■ Aim of the task ■
Extract and copy each line of the items below that contains the string "textured".

# # # # #

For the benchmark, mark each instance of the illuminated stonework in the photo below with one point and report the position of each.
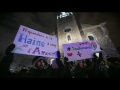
(81, 32)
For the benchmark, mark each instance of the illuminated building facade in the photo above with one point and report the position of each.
(69, 31)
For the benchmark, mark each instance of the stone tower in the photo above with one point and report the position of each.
(67, 30)
(101, 35)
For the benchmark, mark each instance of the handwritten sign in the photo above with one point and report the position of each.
(80, 50)
(32, 42)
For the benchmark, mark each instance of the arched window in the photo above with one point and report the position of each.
(91, 37)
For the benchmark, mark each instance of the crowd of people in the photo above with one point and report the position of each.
(96, 67)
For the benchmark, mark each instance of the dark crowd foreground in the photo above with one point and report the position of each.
(89, 68)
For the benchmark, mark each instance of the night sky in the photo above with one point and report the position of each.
(46, 22)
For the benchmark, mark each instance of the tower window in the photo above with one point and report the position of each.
(68, 38)
(67, 30)
(91, 37)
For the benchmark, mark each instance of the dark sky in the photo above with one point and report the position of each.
(46, 23)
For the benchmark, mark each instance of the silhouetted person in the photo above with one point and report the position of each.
(6, 61)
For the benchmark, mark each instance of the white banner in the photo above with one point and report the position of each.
(31, 42)
(80, 50)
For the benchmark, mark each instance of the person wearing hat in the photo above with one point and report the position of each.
(41, 67)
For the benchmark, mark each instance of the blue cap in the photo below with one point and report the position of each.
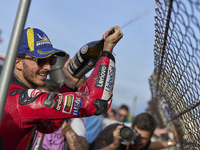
(36, 43)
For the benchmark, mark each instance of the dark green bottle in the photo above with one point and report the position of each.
(86, 58)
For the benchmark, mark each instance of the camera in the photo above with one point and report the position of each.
(130, 136)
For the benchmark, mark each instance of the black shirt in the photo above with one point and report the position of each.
(105, 138)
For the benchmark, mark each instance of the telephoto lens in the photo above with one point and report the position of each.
(129, 135)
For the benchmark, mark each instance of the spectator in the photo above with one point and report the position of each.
(95, 124)
(144, 124)
(119, 115)
(28, 108)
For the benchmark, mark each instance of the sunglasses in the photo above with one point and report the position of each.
(42, 62)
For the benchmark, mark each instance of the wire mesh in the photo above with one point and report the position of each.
(175, 83)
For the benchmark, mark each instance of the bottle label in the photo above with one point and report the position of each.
(84, 49)
(86, 68)
(79, 57)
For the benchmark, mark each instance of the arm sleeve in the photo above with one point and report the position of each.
(94, 98)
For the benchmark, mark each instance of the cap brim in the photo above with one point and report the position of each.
(47, 52)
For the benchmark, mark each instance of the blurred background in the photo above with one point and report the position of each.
(71, 24)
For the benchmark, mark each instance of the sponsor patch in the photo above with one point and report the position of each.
(68, 103)
(101, 77)
(77, 106)
(49, 100)
(25, 97)
(33, 92)
(58, 103)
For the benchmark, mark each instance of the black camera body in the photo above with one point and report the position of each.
(130, 136)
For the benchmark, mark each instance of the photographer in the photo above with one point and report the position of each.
(144, 124)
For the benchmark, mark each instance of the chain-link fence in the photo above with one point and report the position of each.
(175, 83)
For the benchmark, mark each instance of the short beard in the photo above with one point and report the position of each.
(29, 77)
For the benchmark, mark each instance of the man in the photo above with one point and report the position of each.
(27, 108)
(70, 136)
(144, 124)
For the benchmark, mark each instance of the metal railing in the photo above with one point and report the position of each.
(175, 82)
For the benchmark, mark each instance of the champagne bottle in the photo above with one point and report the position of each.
(85, 59)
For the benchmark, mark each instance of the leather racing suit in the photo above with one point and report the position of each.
(29, 109)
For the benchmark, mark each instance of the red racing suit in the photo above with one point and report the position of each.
(28, 109)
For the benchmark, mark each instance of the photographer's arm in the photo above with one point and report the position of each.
(74, 141)
(116, 140)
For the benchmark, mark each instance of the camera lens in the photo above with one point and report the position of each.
(126, 133)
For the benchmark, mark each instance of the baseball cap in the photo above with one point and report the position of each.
(36, 43)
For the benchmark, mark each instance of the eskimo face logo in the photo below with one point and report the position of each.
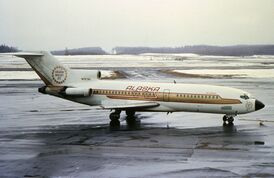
(249, 105)
(59, 74)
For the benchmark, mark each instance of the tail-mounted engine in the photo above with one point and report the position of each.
(65, 91)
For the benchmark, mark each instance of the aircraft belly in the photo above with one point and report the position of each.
(191, 107)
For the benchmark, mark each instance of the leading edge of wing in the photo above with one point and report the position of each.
(131, 105)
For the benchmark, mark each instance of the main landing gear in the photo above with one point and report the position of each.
(115, 116)
(228, 120)
(114, 119)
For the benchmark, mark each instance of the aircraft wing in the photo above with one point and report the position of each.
(128, 105)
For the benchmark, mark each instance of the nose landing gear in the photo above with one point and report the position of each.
(228, 120)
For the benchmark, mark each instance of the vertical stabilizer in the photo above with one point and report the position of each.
(48, 68)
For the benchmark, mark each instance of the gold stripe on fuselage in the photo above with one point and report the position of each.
(166, 97)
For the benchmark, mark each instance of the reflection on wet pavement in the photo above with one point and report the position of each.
(44, 136)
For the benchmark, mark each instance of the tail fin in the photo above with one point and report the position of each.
(48, 68)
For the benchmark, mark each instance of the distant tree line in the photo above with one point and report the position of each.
(238, 50)
(80, 51)
(5, 49)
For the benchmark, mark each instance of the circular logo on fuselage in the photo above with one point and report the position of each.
(59, 74)
(249, 106)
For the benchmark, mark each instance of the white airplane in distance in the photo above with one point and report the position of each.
(85, 86)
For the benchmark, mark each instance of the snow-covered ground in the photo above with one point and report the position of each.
(251, 66)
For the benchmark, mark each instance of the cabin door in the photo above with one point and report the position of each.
(166, 95)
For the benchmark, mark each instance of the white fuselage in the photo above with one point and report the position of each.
(170, 96)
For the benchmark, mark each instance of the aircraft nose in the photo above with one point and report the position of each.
(258, 105)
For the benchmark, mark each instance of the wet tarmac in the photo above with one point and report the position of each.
(44, 136)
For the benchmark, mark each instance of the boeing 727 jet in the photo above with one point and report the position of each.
(86, 87)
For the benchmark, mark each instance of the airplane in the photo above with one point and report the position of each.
(86, 87)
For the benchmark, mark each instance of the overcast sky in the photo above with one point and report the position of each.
(56, 24)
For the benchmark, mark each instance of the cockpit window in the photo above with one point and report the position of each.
(244, 96)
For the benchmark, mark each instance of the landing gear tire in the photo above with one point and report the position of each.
(114, 117)
(130, 113)
(228, 120)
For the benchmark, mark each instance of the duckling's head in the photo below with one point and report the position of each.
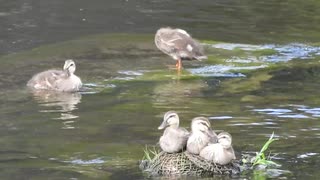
(171, 118)
(200, 124)
(69, 66)
(225, 139)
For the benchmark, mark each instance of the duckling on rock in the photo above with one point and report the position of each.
(174, 138)
(178, 44)
(221, 152)
(201, 135)
(57, 80)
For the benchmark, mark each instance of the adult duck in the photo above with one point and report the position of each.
(178, 44)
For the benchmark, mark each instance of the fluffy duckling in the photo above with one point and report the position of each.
(174, 138)
(201, 135)
(57, 80)
(178, 44)
(221, 152)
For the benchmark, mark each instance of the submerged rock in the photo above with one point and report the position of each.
(184, 163)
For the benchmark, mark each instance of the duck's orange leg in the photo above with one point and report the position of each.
(179, 64)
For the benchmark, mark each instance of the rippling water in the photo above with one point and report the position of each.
(262, 76)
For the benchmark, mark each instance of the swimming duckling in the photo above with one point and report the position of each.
(178, 44)
(174, 138)
(57, 80)
(201, 135)
(221, 152)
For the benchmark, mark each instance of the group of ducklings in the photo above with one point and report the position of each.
(202, 140)
(177, 43)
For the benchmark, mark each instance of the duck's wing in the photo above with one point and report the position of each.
(185, 46)
(46, 79)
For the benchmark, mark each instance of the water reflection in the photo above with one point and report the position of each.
(62, 103)
(176, 94)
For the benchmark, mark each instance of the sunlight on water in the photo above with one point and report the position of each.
(283, 52)
(87, 162)
(293, 111)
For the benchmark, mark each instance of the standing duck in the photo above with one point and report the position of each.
(174, 138)
(178, 44)
(201, 135)
(221, 152)
(57, 80)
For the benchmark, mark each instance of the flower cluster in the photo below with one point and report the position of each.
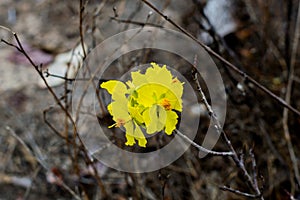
(148, 101)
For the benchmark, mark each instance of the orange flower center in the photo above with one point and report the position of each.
(166, 104)
(120, 122)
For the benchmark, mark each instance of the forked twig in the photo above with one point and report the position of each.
(20, 48)
(252, 182)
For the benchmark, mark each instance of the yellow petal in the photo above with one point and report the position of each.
(133, 132)
(129, 134)
(155, 119)
(139, 136)
(171, 122)
(138, 78)
(119, 111)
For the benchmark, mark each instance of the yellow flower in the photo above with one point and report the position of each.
(148, 101)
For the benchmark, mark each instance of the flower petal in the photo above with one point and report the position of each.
(129, 133)
(155, 119)
(171, 122)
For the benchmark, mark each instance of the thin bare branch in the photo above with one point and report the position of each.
(227, 63)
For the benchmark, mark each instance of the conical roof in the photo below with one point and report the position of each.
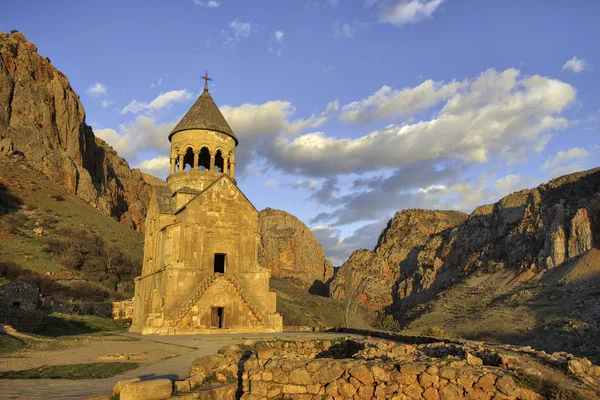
(204, 114)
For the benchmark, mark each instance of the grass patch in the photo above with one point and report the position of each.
(549, 389)
(9, 343)
(56, 324)
(73, 371)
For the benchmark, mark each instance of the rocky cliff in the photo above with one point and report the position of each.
(289, 249)
(42, 120)
(373, 275)
(530, 233)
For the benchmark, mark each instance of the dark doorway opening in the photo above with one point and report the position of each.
(219, 263)
(217, 317)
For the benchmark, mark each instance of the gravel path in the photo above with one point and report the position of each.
(189, 348)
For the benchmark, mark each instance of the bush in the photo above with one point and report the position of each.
(435, 331)
(87, 292)
(11, 270)
(386, 322)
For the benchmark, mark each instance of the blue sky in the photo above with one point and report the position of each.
(346, 111)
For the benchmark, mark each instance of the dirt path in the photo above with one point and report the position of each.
(187, 347)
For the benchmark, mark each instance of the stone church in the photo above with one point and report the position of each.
(200, 272)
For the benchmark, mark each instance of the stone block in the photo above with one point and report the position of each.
(291, 389)
(121, 384)
(182, 386)
(157, 389)
(362, 373)
(506, 385)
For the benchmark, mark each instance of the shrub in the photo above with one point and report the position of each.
(11, 270)
(87, 292)
(435, 331)
(386, 322)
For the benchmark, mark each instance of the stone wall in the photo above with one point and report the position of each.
(99, 309)
(21, 320)
(369, 369)
(122, 309)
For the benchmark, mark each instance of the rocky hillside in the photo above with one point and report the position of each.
(289, 249)
(43, 122)
(373, 275)
(525, 270)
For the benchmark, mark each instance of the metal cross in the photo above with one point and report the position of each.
(206, 79)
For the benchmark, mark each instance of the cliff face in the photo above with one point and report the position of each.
(373, 275)
(43, 121)
(289, 249)
(530, 232)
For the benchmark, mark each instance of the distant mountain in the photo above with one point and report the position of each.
(43, 122)
(289, 249)
(527, 264)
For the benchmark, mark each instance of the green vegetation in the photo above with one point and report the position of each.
(73, 371)
(386, 322)
(9, 343)
(56, 325)
(300, 308)
(550, 389)
(89, 255)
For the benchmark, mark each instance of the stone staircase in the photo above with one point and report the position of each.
(257, 314)
(187, 306)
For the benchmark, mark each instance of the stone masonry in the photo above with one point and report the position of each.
(200, 271)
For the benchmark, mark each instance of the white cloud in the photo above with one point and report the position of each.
(97, 89)
(306, 183)
(156, 84)
(270, 183)
(395, 104)
(563, 157)
(401, 12)
(141, 135)
(508, 184)
(105, 103)
(495, 113)
(207, 4)
(278, 43)
(238, 30)
(343, 29)
(161, 101)
(158, 166)
(575, 65)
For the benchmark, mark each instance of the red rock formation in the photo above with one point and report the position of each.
(43, 121)
(289, 249)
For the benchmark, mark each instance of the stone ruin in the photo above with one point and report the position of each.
(367, 368)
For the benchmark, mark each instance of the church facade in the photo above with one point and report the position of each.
(200, 271)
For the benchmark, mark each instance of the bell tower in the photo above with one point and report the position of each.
(202, 146)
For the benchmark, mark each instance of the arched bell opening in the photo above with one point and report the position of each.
(219, 162)
(188, 159)
(204, 159)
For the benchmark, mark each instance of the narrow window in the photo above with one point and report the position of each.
(219, 266)
(219, 162)
(204, 160)
(216, 320)
(188, 160)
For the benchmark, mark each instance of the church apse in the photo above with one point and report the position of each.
(200, 272)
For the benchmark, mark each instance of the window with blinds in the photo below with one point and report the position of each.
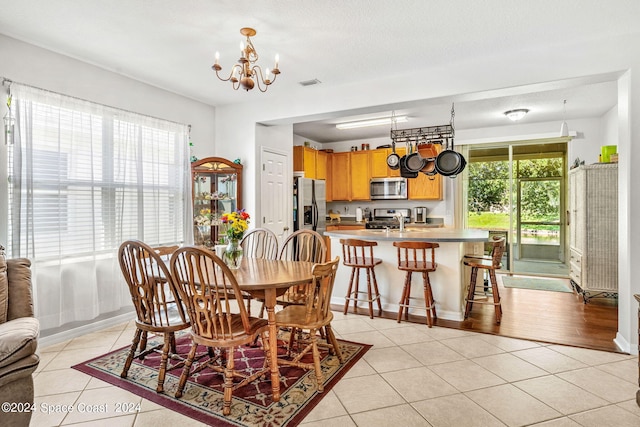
(84, 177)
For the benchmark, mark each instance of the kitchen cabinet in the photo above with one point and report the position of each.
(593, 229)
(217, 188)
(360, 174)
(340, 176)
(379, 168)
(328, 177)
(425, 187)
(350, 175)
(312, 162)
(322, 160)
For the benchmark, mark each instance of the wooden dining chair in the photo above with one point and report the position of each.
(301, 245)
(260, 243)
(208, 288)
(314, 316)
(157, 303)
(417, 257)
(489, 263)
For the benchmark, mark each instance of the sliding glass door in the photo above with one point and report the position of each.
(518, 191)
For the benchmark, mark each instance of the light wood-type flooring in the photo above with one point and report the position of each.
(544, 316)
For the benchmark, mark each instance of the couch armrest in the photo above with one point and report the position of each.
(20, 299)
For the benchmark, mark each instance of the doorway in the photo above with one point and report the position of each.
(518, 190)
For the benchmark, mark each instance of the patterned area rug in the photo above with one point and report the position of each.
(556, 285)
(203, 396)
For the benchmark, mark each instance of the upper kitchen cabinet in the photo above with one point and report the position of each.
(340, 176)
(425, 187)
(217, 188)
(360, 174)
(379, 167)
(322, 165)
(310, 161)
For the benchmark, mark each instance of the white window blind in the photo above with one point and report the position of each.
(84, 178)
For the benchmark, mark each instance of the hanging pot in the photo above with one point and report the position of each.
(393, 160)
(449, 162)
(429, 153)
(404, 171)
(414, 162)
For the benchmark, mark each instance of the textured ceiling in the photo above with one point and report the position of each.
(171, 44)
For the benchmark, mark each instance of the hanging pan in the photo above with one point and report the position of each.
(429, 153)
(405, 172)
(393, 160)
(449, 162)
(414, 162)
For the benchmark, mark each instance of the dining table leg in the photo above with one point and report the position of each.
(270, 305)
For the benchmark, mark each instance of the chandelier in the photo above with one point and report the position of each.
(246, 73)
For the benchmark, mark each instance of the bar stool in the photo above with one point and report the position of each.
(490, 263)
(414, 257)
(356, 256)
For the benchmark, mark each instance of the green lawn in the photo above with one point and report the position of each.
(489, 221)
(500, 221)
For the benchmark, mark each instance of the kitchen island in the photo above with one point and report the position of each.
(449, 281)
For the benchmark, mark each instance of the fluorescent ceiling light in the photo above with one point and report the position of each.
(372, 122)
(516, 115)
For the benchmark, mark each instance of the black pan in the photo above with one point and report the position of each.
(414, 162)
(406, 172)
(449, 162)
(393, 160)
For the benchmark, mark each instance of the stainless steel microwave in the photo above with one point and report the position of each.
(388, 189)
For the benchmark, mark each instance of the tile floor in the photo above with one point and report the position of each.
(412, 376)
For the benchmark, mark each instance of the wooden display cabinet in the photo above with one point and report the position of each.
(217, 188)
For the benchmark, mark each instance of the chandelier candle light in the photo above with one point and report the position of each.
(246, 70)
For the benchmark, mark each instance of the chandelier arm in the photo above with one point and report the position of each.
(233, 69)
(257, 72)
(250, 51)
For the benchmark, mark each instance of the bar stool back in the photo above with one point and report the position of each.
(358, 254)
(490, 263)
(417, 257)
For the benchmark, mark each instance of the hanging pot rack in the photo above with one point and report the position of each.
(447, 163)
(424, 135)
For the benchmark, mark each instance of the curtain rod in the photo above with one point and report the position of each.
(8, 82)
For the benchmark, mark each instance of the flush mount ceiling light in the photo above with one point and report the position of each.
(372, 122)
(246, 70)
(517, 114)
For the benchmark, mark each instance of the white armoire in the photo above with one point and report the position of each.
(593, 229)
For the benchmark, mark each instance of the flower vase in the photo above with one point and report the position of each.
(233, 254)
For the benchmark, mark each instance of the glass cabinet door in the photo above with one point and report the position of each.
(217, 189)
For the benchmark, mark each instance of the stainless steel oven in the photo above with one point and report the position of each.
(388, 189)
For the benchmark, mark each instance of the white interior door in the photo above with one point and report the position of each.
(275, 194)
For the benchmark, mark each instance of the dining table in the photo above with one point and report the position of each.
(267, 279)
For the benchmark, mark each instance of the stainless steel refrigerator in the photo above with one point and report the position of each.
(309, 204)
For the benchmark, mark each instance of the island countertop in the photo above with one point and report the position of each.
(448, 281)
(415, 233)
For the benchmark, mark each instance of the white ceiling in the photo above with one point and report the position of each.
(171, 44)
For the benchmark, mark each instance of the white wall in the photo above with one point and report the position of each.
(545, 67)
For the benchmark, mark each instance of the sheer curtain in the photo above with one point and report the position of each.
(83, 178)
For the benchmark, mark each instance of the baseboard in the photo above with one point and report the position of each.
(84, 329)
(624, 345)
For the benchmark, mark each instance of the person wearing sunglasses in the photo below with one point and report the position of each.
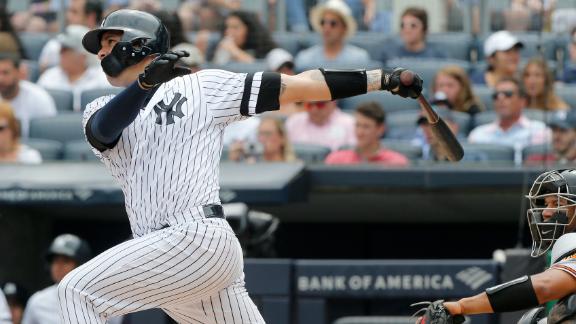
(511, 127)
(333, 20)
(413, 30)
(323, 123)
(11, 150)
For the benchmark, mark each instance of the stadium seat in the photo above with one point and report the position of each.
(78, 150)
(63, 127)
(50, 150)
(33, 44)
(63, 99)
(568, 93)
(388, 101)
(311, 153)
(88, 96)
(405, 147)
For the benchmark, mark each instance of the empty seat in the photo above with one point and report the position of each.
(405, 147)
(78, 150)
(62, 98)
(63, 127)
(33, 43)
(50, 150)
(311, 153)
(88, 96)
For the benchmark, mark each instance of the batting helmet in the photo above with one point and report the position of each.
(71, 246)
(561, 185)
(142, 34)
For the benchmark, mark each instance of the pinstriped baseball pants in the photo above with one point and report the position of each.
(192, 271)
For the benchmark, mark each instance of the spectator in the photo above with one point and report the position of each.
(502, 51)
(273, 144)
(563, 150)
(369, 128)
(66, 252)
(26, 98)
(281, 61)
(11, 150)
(511, 127)
(74, 72)
(79, 12)
(334, 21)
(413, 30)
(451, 86)
(323, 123)
(569, 75)
(539, 84)
(17, 297)
(244, 40)
(9, 40)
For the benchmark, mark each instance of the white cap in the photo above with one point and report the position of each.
(500, 41)
(340, 8)
(277, 57)
(72, 38)
(564, 246)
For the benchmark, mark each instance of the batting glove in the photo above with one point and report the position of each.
(391, 81)
(163, 69)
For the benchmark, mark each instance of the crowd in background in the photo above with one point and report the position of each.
(502, 93)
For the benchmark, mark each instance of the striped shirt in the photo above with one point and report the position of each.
(166, 161)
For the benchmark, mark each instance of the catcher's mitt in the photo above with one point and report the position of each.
(436, 313)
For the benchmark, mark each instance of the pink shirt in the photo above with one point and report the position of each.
(337, 132)
(384, 157)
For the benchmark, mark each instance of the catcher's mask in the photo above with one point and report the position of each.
(561, 185)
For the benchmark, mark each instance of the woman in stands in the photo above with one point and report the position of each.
(244, 40)
(11, 150)
(273, 144)
(539, 86)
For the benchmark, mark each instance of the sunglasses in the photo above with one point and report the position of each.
(333, 23)
(506, 93)
(317, 104)
(412, 25)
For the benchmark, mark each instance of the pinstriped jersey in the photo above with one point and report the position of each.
(167, 160)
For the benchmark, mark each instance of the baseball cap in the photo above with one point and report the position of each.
(278, 57)
(442, 112)
(72, 37)
(563, 120)
(500, 41)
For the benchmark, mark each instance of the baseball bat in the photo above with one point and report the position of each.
(448, 146)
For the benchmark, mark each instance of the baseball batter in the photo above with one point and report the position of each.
(161, 138)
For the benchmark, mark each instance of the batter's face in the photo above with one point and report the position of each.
(130, 74)
(61, 265)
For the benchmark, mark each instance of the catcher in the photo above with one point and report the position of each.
(551, 215)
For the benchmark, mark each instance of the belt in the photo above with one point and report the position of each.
(213, 211)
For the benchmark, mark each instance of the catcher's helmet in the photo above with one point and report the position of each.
(560, 184)
(142, 34)
(71, 246)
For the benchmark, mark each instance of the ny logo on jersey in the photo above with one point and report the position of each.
(169, 109)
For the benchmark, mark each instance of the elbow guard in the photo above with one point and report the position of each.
(345, 83)
(514, 295)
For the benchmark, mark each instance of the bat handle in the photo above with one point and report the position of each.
(431, 115)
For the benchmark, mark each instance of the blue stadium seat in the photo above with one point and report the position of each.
(405, 147)
(78, 150)
(63, 99)
(311, 153)
(33, 43)
(50, 150)
(63, 127)
(388, 101)
(88, 96)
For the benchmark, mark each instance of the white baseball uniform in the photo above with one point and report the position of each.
(166, 163)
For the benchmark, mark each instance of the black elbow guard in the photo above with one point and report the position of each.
(514, 295)
(345, 83)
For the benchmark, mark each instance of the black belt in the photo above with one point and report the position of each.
(213, 211)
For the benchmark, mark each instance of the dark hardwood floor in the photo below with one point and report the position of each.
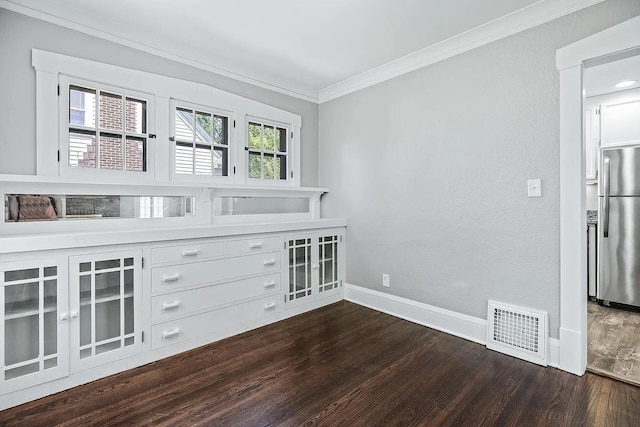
(339, 365)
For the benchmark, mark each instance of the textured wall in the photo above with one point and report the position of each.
(430, 169)
(19, 34)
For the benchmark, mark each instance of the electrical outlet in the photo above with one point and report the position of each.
(385, 280)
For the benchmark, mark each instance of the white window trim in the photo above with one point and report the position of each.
(49, 66)
(293, 166)
(203, 179)
(97, 173)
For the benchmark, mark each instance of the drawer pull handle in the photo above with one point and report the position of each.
(170, 305)
(170, 277)
(171, 333)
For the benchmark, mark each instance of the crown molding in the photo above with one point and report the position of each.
(304, 94)
(536, 14)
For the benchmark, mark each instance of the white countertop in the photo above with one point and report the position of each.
(15, 243)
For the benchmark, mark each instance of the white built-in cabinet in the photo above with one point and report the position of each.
(77, 314)
(314, 267)
(610, 120)
(105, 294)
(620, 121)
(34, 334)
(56, 323)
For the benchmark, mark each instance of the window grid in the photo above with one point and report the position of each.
(201, 142)
(267, 151)
(107, 130)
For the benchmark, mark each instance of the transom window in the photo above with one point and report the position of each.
(107, 129)
(201, 141)
(267, 151)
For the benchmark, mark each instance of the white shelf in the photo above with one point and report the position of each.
(35, 179)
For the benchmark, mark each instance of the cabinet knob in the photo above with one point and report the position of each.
(171, 333)
(170, 305)
(190, 252)
(170, 277)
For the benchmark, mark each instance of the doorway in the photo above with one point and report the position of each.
(618, 42)
(611, 126)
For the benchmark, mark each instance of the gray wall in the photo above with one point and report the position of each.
(430, 170)
(19, 34)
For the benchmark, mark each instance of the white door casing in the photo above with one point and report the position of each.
(571, 61)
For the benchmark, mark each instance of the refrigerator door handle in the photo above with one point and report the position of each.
(606, 176)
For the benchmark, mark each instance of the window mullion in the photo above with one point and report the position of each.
(124, 133)
(96, 123)
(193, 140)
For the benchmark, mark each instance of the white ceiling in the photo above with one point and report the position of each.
(300, 47)
(602, 79)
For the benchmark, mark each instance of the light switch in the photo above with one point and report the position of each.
(534, 188)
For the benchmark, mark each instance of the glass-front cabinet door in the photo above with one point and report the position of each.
(300, 267)
(105, 300)
(35, 332)
(314, 269)
(329, 265)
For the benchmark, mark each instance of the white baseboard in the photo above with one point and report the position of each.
(451, 322)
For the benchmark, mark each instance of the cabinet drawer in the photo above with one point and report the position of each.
(258, 244)
(166, 279)
(178, 304)
(191, 327)
(187, 252)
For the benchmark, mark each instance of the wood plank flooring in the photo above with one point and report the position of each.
(340, 365)
(614, 347)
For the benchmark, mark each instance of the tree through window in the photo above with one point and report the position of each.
(267, 151)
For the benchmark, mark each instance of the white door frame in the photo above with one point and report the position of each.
(605, 46)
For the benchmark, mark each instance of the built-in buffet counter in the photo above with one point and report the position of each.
(81, 304)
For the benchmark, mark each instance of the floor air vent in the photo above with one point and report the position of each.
(517, 332)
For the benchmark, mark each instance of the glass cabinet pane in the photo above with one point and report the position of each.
(299, 269)
(328, 263)
(29, 320)
(106, 289)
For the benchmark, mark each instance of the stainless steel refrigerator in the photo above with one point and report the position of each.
(619, 226)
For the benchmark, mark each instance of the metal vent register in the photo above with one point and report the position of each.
(518, 332)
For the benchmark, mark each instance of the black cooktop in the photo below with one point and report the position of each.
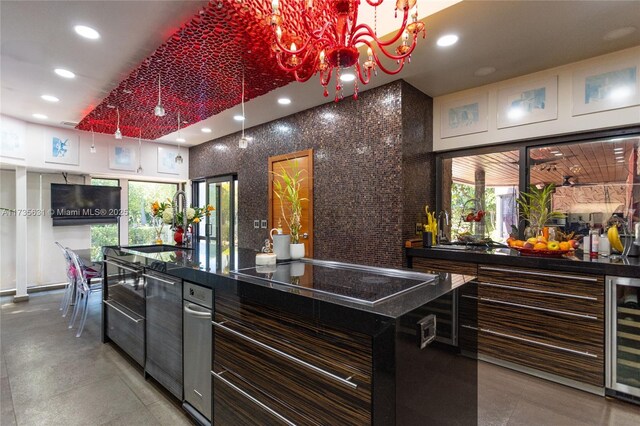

# # # # #

■ Response to the exercise ■
For the benchmark, mark each instance of the textured ceiling in the photo above with one point and report the position of each.
For the benchmark, mark each instance of the textured wall in the photo above with one point and report the position of each.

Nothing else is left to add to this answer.